+++ EXERCISE INPUTS
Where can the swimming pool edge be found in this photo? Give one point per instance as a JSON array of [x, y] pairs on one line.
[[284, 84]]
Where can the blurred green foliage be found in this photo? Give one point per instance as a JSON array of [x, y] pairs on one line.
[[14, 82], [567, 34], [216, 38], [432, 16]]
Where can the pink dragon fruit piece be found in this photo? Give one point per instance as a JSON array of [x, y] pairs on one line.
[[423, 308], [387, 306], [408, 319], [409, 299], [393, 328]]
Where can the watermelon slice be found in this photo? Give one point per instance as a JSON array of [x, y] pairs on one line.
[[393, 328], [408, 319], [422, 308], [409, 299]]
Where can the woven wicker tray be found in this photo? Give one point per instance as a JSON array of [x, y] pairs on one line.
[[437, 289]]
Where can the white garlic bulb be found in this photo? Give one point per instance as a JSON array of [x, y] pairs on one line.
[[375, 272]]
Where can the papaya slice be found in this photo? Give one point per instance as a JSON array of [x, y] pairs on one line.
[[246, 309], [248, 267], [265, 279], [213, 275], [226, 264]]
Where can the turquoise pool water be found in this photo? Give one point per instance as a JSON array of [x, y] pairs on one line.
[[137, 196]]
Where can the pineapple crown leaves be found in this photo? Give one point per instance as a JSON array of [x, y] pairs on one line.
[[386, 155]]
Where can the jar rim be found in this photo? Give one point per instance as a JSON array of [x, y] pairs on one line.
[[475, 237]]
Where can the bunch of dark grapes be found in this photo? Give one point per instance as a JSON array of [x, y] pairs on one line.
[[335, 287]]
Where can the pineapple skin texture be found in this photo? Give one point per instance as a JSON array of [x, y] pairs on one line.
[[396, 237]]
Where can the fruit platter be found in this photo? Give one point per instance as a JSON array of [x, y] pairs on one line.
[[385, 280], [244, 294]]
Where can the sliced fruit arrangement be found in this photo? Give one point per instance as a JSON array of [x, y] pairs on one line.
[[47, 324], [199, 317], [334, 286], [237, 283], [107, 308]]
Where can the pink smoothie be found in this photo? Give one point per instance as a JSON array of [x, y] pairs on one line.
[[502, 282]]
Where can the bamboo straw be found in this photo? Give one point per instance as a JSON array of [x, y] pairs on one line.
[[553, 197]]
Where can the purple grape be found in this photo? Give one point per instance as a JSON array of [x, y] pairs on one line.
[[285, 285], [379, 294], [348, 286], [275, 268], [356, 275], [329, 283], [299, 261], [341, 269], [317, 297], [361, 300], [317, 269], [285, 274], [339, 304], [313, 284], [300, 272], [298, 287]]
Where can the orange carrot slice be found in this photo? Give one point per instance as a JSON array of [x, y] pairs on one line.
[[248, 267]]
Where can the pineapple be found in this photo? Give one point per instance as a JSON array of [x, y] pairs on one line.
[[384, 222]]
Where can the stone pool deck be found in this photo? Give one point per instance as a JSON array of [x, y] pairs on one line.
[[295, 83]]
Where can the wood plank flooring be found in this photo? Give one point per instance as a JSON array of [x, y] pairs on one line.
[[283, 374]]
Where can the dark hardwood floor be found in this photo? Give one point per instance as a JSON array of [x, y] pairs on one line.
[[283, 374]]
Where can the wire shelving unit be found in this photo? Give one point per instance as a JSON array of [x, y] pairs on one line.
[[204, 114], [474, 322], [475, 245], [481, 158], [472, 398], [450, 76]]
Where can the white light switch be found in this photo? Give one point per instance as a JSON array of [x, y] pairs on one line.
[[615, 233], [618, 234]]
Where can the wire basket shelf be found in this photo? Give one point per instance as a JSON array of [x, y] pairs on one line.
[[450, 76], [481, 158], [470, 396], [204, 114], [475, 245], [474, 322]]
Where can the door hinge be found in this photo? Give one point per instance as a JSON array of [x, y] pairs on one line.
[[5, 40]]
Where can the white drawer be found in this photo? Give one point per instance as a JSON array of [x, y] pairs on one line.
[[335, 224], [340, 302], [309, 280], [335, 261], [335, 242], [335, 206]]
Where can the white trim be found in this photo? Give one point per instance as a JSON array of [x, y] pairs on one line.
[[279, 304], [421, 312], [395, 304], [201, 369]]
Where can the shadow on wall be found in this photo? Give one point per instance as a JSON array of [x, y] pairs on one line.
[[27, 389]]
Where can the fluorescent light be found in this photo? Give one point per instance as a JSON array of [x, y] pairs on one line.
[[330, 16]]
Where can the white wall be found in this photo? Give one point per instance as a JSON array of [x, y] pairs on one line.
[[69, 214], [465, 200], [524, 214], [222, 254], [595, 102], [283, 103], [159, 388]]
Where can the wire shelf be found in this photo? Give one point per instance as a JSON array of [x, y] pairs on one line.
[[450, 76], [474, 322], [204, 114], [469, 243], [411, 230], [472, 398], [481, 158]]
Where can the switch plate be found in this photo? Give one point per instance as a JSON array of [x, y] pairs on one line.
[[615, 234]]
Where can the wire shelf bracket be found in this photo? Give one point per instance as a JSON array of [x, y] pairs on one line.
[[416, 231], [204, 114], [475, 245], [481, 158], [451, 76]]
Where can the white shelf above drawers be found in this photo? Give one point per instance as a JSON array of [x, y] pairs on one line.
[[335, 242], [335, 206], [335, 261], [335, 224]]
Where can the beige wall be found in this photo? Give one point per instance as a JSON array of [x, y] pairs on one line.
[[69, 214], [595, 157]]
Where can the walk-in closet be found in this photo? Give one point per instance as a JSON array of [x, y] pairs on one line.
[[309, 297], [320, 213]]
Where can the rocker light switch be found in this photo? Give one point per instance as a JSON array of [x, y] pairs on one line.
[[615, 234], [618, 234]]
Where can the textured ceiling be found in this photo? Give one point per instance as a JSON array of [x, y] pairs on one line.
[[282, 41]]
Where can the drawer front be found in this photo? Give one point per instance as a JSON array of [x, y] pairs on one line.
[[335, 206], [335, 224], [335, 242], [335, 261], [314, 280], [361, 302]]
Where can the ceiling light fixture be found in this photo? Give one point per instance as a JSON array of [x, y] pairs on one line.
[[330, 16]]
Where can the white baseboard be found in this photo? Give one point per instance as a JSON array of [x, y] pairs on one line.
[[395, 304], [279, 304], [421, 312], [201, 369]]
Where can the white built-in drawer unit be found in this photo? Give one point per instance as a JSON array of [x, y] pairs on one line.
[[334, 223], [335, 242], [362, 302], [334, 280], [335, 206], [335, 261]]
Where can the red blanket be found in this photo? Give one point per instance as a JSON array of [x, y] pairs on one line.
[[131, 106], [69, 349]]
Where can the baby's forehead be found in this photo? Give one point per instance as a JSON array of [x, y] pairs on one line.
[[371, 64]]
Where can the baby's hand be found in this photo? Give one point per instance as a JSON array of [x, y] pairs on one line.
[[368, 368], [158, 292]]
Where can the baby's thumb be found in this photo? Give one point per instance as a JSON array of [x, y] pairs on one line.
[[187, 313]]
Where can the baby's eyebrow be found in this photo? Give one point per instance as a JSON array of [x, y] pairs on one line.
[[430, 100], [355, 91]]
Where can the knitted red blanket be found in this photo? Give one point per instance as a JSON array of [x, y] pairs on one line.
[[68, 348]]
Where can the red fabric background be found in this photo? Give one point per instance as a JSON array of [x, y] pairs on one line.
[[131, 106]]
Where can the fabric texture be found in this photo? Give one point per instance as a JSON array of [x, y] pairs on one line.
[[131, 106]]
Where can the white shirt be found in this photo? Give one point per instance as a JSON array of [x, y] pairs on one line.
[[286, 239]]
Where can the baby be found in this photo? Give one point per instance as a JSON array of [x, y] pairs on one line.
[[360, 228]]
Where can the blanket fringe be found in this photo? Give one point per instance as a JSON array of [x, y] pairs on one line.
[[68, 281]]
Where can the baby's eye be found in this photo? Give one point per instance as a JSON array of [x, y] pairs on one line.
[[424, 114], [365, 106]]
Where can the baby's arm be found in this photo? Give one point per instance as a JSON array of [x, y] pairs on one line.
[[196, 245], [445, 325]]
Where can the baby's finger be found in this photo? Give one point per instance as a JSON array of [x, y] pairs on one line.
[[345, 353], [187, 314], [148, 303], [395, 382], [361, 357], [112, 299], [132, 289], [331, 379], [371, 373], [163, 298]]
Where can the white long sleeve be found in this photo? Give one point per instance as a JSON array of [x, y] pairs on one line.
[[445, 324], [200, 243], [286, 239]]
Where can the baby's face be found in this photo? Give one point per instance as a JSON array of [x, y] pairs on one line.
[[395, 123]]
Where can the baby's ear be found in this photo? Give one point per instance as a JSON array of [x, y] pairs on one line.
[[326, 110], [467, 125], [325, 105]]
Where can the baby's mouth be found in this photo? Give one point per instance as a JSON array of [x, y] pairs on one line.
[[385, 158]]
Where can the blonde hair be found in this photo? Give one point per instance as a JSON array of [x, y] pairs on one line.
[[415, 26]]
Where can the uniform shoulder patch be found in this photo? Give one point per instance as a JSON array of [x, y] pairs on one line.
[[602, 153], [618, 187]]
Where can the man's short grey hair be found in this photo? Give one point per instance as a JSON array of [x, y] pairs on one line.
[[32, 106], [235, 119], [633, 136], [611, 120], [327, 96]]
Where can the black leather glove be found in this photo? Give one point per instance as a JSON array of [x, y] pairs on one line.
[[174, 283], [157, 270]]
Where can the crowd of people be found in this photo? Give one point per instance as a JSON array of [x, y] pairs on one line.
++++++
Rewrite the rows from the line with "Where can the blurred" to the line with "[[423, 308], [387, 306], [408, 319], [409, 299], [393, 328]]", replacing "Give" with "Provide" and keeping everything else unchanged. Return only those lines.

• **SOLUTION FOR THIS TASK**:
Where can the blurred green foliage be found in this photo? Provide one point per instance as a JSON array of [x, y] pairs on one line.
[[14, 82], [567, 34], [216, 38], [432, 16]]
Where can the pink dragon fruit piece be found in this photo? Provide one point per instance as a JSON array of [x, y] pairs on one line.
[[423, 308], [387, 306], [408, 319], [409, 299], [393, 328]]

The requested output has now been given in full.